(Rows excerpted from a collection)
+ + +
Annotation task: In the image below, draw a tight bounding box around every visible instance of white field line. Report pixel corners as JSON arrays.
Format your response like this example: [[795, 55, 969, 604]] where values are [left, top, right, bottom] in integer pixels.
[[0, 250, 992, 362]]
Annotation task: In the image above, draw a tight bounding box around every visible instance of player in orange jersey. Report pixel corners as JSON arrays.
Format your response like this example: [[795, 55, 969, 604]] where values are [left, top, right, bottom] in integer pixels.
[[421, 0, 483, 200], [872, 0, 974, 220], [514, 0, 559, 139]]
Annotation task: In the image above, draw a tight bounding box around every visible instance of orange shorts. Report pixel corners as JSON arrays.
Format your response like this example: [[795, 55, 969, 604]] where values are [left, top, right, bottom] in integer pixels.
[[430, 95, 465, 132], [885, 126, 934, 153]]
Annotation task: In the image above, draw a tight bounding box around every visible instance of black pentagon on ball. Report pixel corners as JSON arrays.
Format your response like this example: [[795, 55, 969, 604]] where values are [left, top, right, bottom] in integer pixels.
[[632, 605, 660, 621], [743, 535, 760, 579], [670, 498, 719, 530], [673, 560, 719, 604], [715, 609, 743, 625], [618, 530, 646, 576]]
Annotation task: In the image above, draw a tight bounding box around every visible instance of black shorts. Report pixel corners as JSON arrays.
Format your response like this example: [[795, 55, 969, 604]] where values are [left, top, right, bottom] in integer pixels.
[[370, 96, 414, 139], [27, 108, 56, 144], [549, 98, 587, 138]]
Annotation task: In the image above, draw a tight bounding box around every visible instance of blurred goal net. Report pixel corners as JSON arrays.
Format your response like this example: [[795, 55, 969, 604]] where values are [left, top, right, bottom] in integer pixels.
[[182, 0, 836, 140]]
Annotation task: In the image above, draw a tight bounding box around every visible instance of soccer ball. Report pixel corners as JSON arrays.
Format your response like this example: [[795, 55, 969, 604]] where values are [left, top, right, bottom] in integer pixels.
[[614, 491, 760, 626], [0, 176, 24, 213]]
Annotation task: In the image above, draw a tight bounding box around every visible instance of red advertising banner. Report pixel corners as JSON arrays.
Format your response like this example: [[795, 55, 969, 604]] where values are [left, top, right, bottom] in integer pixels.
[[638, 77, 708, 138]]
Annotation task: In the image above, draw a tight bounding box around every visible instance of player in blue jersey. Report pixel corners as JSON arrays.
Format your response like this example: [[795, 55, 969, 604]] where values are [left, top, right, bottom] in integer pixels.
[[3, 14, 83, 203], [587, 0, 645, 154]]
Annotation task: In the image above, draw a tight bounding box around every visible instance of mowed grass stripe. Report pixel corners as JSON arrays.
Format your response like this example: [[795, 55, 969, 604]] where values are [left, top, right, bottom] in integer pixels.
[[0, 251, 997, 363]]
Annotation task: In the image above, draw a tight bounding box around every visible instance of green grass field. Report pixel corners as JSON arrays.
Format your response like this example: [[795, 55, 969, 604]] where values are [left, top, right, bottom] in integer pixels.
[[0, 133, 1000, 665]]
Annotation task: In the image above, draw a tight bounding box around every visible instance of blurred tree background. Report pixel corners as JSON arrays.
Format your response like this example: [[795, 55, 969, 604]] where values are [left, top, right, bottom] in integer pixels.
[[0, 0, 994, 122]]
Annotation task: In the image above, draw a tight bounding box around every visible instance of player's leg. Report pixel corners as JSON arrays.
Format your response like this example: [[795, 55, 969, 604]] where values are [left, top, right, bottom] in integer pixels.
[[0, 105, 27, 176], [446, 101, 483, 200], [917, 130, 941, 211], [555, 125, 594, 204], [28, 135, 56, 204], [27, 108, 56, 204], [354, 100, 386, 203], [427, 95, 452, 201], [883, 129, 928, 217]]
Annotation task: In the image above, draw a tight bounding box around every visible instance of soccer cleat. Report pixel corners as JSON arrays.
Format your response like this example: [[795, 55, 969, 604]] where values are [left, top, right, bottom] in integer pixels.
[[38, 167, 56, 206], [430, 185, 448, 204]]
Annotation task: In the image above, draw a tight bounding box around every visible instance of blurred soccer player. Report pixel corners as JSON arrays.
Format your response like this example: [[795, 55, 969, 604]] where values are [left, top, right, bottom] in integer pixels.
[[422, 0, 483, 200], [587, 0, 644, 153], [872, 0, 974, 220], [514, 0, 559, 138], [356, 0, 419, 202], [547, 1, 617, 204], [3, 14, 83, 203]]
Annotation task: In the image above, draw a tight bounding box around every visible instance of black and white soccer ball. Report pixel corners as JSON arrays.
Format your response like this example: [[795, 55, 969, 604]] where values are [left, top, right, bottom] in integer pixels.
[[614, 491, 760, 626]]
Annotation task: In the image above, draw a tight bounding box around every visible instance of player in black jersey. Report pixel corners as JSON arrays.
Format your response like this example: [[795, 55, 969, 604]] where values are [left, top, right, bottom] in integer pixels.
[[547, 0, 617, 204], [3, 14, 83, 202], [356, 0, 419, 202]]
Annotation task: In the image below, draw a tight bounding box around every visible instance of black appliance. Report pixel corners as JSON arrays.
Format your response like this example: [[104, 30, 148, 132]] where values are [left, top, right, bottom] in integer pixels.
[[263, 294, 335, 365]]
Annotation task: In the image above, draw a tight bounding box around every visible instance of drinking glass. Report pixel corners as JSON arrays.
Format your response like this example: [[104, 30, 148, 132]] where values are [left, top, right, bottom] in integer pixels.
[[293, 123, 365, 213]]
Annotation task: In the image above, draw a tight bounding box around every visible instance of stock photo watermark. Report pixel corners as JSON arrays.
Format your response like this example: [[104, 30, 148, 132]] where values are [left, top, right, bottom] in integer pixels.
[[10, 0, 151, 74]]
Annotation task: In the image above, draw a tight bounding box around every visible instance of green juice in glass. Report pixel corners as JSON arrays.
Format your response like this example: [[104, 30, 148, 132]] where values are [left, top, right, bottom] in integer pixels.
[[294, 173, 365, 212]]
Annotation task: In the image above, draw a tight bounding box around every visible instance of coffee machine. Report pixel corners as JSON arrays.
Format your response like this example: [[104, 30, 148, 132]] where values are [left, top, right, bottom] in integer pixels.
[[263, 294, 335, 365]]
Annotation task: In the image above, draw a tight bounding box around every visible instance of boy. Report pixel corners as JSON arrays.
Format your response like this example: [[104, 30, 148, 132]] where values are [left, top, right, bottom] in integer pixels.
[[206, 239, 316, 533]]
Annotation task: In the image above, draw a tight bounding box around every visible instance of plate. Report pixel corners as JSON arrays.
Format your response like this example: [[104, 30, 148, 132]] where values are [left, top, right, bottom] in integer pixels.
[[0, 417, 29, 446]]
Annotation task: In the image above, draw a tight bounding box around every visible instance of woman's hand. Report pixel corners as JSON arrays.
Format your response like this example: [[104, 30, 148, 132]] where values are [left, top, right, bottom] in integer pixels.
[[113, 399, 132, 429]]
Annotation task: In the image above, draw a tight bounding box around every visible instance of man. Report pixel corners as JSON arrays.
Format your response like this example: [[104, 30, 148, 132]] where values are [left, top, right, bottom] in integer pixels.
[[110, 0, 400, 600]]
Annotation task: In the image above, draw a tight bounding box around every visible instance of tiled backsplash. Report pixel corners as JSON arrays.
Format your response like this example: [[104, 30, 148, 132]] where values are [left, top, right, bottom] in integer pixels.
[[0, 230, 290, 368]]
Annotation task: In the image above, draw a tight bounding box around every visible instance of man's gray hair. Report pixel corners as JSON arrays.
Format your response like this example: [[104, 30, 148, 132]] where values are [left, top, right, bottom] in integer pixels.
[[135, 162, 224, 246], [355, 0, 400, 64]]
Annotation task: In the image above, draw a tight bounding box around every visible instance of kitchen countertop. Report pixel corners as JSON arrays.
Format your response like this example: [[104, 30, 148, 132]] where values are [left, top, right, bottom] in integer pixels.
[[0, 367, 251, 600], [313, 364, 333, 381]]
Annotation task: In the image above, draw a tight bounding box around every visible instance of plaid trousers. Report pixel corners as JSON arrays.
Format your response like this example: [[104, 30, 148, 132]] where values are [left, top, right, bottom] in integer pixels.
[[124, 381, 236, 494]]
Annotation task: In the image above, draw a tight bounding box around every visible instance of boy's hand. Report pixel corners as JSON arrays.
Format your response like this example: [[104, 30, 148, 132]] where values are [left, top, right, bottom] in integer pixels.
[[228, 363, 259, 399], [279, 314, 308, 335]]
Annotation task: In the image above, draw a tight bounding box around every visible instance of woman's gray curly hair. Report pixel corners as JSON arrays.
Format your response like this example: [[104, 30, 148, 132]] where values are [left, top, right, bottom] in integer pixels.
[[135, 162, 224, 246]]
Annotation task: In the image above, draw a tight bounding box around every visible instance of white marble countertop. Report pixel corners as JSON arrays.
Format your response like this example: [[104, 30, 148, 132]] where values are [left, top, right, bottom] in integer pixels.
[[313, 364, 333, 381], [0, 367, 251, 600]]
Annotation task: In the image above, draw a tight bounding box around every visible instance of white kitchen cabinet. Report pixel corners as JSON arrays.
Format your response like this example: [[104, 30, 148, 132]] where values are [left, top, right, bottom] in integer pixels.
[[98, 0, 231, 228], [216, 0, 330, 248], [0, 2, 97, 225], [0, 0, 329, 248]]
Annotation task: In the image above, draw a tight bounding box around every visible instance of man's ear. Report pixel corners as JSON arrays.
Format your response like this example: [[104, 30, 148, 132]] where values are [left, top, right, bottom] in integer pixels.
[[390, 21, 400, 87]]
+ + +
**DESCRIPTION OF THE TASK:** Retype the rows above word for word, beginning with the line that contains "gray hair. Report pixel corners as JSON arrays." and ending after the line that contains "[[0, 367, 251, 600], [313, 364, 333, 381]]".

**ANSWER FOR THE TASK:**
Annotation task: In the image above, draw a tight bounding box around every visible instance of man's gray hair. Report pixel corners as JSON arrays.
Format your response like this example: [[104, 30, 148, 132]] where values are [left, top, right, bottom] in integer pixels.
[[135, 162, 224, 246], [355, 0, 400, 64]]
Annotation task: In the image above, draw a tight bounding box around every visible instance of kitchen countertop. Report pixel corners as JSON arrays.
Format your response like this example: [[104, 30, 148, 132]] where values are [left, top, right, bottom] in integer pixels.
[[0, 367, 251, 600], [313, 364, 333, 381]]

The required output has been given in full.